##### Selected passage
By the time that Twilight first hit theaters, Stephenie Meyer’s novels were already a literary and pop culture phenomenon. Fans breathlessly awaited the first movie adaptation; and like Harry Potter and the Sorcerer’s Stone, it was almost entirely by-the-book. But as Summit Entertainment released each subsequent sequel, it became clear that the Twilight movies have two very different audiences: the “Twihard” fanbase, and those who see the films ironically.

This latter subset attended midnight screenings to observe the fans who cheered when Taylor Lautner inevitably took off his shirt, cried when Edward told Bella he couldn’t be with her, and—in light of this summer’s Kristen Stewart/Robert Pattinson cheating scandal—booed the series’ heroine at every turn in the last movie. But at the same time, these detached audiences depended on these unintentionally hilarious moments as landmarks of a typical Twilight movie.
##########
• [Tasks and exercises]
**A.** Transcribe the passage on the Twilight films word for word, starting at "This latter subset" and ending at "typical Twilight movie.".
**B.** List every reaction that the passage on the Twilight films attributes to the fans at midnight screenings.
The entries placed after the passage on the Twilight films come from a separate source.
##### Stored data
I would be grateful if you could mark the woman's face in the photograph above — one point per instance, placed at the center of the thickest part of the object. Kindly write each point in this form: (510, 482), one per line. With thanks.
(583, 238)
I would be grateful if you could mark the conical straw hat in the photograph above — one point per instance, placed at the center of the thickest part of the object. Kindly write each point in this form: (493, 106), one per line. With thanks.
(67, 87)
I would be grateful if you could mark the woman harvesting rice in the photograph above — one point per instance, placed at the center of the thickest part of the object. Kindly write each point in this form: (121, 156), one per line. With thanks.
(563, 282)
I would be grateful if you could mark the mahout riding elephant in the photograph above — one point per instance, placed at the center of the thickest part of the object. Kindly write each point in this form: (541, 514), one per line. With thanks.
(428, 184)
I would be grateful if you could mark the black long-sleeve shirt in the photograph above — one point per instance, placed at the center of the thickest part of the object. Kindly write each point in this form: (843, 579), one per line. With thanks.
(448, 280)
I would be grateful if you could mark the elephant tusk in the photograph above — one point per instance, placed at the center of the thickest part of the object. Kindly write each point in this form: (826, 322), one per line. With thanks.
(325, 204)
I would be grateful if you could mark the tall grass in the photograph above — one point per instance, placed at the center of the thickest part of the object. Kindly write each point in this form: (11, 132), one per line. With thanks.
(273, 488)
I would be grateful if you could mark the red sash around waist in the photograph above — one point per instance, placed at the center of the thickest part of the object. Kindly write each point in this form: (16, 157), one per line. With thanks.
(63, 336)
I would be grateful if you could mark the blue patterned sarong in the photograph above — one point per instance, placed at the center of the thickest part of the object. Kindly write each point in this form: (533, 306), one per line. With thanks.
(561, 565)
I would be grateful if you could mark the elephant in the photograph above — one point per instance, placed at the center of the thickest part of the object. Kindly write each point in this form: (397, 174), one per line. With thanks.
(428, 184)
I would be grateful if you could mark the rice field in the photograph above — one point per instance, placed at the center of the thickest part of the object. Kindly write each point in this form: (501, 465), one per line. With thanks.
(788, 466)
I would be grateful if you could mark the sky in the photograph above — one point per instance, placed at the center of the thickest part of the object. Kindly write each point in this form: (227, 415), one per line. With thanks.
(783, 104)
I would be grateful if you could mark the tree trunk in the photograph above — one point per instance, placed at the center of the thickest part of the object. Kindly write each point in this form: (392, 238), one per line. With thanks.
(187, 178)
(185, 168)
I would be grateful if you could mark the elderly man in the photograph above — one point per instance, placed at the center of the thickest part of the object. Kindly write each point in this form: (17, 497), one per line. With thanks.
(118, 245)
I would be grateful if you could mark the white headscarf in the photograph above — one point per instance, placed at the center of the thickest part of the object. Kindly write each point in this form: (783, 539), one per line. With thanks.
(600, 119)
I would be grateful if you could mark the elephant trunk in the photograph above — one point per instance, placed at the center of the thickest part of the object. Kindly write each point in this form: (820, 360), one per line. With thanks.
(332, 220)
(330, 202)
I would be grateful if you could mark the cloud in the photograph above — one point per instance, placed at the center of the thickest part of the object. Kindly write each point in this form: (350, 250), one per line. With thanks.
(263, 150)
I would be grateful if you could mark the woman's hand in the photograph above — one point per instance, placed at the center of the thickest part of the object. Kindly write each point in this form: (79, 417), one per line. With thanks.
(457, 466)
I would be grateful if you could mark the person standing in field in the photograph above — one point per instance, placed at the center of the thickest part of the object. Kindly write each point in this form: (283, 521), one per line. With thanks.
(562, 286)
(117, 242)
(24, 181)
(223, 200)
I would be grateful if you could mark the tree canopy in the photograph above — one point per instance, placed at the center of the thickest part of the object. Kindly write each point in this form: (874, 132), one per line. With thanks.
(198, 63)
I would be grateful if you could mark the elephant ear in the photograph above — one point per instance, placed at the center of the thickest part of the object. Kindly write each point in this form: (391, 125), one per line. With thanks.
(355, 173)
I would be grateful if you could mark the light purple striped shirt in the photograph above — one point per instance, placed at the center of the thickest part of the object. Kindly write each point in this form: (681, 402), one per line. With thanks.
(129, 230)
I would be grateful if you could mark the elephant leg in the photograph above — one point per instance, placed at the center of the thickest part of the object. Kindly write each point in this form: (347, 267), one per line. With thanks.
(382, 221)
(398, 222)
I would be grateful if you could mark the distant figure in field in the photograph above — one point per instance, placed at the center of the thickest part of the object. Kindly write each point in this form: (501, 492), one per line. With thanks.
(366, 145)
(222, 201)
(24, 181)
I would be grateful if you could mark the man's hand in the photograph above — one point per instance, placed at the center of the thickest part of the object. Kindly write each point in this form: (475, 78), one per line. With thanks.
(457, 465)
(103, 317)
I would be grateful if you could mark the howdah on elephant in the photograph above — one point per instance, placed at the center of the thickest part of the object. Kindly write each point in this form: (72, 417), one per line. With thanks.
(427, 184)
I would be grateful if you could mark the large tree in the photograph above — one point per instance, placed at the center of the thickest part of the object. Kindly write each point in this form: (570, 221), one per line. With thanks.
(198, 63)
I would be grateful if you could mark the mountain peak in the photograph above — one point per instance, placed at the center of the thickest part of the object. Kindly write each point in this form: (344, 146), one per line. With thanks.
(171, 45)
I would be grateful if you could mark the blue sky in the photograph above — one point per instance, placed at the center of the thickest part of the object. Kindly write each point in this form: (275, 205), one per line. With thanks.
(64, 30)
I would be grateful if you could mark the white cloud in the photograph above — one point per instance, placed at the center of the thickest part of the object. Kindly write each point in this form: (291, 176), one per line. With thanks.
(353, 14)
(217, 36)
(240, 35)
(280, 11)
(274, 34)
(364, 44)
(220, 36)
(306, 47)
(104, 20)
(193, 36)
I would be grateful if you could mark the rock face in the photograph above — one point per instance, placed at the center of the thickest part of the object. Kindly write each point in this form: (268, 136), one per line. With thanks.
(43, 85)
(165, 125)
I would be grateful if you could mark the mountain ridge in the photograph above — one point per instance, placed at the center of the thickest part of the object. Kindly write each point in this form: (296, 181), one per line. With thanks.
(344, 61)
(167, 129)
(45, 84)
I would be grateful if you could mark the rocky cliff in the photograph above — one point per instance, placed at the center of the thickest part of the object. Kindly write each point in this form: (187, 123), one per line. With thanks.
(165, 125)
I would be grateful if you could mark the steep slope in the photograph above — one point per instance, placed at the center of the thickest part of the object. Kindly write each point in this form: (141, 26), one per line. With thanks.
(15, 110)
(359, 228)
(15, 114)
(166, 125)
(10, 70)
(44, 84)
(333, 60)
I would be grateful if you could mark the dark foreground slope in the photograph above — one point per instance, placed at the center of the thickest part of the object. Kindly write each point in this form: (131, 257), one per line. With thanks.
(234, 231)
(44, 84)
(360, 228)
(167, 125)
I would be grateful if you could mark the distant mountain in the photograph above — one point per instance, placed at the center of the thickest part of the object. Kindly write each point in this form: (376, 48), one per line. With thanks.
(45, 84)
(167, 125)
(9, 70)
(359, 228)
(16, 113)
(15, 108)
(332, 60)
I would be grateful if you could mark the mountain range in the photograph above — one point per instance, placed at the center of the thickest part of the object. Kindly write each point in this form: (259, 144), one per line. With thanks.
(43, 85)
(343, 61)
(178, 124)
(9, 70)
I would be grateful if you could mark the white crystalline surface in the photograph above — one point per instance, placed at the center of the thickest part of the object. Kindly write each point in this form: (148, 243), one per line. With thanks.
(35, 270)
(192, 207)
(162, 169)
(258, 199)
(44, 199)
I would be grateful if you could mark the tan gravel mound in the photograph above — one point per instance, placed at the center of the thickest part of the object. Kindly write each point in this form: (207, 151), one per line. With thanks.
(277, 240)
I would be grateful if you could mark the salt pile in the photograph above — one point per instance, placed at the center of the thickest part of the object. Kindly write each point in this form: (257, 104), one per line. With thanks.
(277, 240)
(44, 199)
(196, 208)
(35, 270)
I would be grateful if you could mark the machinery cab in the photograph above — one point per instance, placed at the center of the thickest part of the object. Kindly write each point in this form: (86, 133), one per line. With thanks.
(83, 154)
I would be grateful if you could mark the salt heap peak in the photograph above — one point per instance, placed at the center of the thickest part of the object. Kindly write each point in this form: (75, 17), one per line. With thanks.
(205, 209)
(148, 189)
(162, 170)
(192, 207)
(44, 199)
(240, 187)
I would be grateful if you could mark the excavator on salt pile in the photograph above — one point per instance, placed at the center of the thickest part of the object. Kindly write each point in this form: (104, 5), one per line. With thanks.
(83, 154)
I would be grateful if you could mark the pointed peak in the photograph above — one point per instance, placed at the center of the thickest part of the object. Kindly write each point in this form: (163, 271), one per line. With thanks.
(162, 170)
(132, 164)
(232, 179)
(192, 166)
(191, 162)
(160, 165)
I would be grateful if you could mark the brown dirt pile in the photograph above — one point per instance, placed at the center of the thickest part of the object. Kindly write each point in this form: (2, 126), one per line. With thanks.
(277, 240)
##########
• [Task answers]
**A.**
This latter subset attended midnight screenings to observe the fans who cheered when Taylor Lautner inevitably took off his shirt, cried when Edward told Bella he couldn’t be with her, and—in light of this summer’s Kristen Stewart/Robert Pattinson cheating scandal—booed the series’ heroine at every turn in the last movie. But at the same time, these detached audiences depended on these unintentionally hilarious moments as landmarks of a typical Twilight movie.

**B.**
- Cheered when Taylor Lautner took off his shirt
- Cried when Edward told Bella he couldn't be with her
- Booed the series' heroine at every turn in the last movie